==== 読解用抜粋
野良猫を保護して4年、近づくといまだに威嚇 でも拒絶ではないと家族は気づいていた
2016年の夏、まりこさんは夫と2匹の猫とともに現在の住まいに越してきた。それから数カ月後の冬、家の敷地内に、小柄でおなかをすかせた様子の野良猫が現れるようになった。
おなかをすかせた野良猫を保護
夫婦は2匹の猫とともに暮らしていたこともあり、まだ寒い季節、家の外で食べ物を探す猫をふびんに思った。
「耳カットがあったので、おそらく地域猫として誰かがお世話をしていたんだと思います。夫と、『この子、このまま放っておけないよね』と話し合い、すぐに保護することを決めました。ただ、警戒心が強い子で、なかなか近づくことができなかったので、まずは敷地内にトイレと段ボールハウスを用意して、毎日通ってくるようになるのを待ったんです」
夫婦が猫を捕獲したのは、2カ月ほど経ったある日。地域の保護団体から借りてきた捕獲器に、猫用ちゅーるでおびき寄せて誘い込んだ。まりこさんは、初めて使った捕獲器に猫以上にパニックになりながら、カバーをかけた捕獲器を抱え、動物病院に駆け込んだ。やや小柄で、ところどころ毛が抜けてハゲができてはいたが、診断結果はいたって健康。推定3歳の雌ということだった。
こうしてまりこさん夫婦の家に迎えられた野良猫は、先住猫の紅茶(雌・8歳)、白茶(雌・6歳)から「茶」とって、新入りの”新茶”と名付けた。
先住猫と仲良しに
人間への警戒心が強い新茶は、まりこさん夫婦をひどく威嚇した。2人は先住猫のこと考えて新茶を隔離し、ケージ生活からゆっくり慣れさせた。初めて対面させた時は新茶を威嚇していた紅茶と白茶だが、数日経つと新入りの存在をすぐに受け入れ、新茶も先輩たちにすぐに打ち解けた。
猫たちには上下関係があり、それぞれの立場が関係性に現れる。絶対的ボスの紅茶と2番手の白茶は、仲はいいがけんかも激しい。末っ子の新茶は、紅茶には気を使うが、白茶に対しては友達のようにおふざけを楽しむという。
========
• **設問**
1/ 本文について、次の問いに答えてください。
(a) まりこさんが夫と2匹の猫とともに現在の住まいに越してきたのはいつか。
(b) 動物病院の診断で、保護した猫は推定何歳で、性別はどちらとされたか。
(c) 先住猫2匹のうち、絶対的ボスとされているのはどちらか。
2/ 本文の「夫婦が猫を捕獲したのは」で始まる段落を、主な事実を残して箇条書きにまとめてください。
==== 提示資料
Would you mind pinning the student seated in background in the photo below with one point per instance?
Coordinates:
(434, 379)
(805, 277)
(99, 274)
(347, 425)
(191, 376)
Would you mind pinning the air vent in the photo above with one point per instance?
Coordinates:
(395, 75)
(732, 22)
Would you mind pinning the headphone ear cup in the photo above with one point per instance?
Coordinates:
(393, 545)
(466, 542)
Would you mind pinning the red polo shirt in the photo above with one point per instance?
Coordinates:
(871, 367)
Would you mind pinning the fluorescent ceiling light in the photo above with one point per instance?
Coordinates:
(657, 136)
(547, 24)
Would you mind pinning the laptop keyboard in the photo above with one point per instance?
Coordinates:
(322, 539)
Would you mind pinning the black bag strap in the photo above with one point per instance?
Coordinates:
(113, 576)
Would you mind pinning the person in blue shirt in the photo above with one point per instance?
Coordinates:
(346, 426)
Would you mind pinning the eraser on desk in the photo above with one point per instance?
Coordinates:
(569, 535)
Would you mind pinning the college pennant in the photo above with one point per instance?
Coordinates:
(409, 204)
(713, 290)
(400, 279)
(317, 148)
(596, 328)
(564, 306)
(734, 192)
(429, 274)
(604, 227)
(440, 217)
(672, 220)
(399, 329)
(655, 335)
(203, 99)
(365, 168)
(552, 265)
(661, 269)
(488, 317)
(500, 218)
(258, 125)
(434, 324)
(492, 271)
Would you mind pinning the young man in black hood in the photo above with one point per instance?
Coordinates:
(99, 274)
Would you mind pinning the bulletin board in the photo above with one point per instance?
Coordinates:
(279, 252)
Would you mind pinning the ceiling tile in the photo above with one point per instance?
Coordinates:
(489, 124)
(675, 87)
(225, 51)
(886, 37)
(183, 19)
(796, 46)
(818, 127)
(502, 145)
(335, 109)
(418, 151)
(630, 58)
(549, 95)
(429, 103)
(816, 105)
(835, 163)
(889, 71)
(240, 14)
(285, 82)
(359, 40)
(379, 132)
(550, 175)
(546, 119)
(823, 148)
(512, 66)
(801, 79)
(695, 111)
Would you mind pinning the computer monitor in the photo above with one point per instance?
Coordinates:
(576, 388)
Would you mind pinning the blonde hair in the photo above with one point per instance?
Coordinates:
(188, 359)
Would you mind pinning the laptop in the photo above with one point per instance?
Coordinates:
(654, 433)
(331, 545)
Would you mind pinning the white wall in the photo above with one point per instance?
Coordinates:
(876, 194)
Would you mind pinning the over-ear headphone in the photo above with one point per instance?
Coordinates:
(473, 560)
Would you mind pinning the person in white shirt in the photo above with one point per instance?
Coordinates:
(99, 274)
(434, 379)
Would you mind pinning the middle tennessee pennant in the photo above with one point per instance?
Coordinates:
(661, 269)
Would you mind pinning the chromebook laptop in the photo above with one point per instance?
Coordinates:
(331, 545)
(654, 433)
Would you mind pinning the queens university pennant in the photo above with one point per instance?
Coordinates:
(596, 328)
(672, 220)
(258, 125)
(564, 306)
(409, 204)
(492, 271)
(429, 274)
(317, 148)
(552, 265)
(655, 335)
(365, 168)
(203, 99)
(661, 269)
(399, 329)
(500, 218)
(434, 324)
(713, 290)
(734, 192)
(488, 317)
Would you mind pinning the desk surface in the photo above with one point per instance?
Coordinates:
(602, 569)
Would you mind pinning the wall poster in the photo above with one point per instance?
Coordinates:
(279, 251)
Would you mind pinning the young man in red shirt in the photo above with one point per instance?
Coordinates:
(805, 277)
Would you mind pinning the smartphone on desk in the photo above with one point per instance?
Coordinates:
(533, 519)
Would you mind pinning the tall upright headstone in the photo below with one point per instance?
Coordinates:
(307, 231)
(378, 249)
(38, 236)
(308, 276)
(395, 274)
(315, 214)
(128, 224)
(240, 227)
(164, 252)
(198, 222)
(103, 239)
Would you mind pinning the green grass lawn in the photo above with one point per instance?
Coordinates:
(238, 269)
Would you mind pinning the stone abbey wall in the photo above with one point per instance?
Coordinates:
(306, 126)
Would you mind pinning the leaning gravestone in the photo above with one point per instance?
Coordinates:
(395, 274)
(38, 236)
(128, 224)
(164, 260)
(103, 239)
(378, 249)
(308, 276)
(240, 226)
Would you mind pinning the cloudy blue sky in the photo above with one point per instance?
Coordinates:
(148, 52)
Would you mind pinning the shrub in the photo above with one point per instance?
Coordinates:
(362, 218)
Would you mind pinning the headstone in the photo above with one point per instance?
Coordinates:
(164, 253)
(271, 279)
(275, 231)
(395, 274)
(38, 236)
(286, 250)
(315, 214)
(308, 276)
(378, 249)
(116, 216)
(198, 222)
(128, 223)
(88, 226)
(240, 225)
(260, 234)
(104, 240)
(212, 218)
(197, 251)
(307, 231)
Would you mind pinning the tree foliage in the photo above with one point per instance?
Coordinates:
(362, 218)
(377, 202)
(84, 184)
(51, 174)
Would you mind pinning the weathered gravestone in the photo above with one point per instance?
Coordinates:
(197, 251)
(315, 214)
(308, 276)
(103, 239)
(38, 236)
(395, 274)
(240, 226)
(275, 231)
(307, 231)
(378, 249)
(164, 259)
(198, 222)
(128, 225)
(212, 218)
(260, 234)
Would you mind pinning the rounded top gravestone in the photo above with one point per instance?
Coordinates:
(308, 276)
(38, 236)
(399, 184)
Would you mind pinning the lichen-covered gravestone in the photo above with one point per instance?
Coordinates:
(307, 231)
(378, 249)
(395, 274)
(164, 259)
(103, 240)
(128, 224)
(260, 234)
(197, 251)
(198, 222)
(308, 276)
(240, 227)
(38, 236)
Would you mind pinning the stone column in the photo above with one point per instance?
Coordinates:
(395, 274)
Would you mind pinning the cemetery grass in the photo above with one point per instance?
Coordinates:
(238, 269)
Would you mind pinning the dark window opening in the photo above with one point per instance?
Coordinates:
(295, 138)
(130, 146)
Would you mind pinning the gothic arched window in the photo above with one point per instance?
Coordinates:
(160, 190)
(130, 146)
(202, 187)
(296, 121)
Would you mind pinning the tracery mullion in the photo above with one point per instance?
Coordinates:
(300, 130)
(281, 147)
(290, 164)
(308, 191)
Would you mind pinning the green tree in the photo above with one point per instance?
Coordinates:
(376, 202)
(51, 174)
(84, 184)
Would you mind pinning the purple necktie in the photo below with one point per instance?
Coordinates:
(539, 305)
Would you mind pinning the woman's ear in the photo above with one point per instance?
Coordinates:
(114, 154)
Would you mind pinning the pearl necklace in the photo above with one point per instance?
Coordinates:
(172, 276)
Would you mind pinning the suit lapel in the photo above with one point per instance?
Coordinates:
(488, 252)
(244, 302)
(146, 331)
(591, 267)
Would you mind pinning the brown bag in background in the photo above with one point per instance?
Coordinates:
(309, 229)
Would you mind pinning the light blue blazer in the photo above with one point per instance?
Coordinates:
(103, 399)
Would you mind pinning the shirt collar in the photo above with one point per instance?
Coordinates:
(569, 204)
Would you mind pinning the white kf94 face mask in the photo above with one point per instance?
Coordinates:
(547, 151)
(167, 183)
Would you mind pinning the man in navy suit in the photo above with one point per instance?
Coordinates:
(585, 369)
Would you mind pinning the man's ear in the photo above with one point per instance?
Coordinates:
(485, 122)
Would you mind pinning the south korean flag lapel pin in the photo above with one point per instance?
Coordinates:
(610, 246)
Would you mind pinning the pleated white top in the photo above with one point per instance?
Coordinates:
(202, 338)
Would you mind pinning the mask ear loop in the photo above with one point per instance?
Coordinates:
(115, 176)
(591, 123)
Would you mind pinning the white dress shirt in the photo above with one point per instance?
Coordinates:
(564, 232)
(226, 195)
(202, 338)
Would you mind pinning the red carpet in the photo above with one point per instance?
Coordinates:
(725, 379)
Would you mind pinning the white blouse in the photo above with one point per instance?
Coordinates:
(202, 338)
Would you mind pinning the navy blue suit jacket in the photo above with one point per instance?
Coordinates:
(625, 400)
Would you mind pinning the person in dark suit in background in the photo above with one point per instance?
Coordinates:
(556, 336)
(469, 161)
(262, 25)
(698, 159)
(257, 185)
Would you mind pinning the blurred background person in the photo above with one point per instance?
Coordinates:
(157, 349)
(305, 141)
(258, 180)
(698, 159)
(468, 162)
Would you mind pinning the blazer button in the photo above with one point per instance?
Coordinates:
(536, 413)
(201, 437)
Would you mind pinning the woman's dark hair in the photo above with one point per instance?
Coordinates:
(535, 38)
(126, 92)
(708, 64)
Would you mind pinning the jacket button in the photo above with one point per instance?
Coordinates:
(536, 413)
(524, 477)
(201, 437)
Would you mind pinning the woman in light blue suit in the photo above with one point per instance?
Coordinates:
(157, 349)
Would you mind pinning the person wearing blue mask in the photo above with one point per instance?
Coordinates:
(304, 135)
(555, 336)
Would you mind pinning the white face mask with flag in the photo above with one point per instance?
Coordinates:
========
• **各設問の解答**
1/
(a) 2016年の夏
(b) 推定3歳の雌
(c) 紅茶

2/
- 捕獲は2カ月ほど経ったある日だった
- 地域の保護団体から借りた捕獲器に、猫用ちゅーるで猫を誘い込んだ
- まりこさんは初めて使う捕獲器に猫以上にパニックになりながら、カバーをかけた捕獲器を抱えて動物病院に駆け込んだ
- 猫はやや小柄で、ところどころ毛が抜けてハゲができていたが、診断結果はいたって健康だった
- 推定3歳の雌だった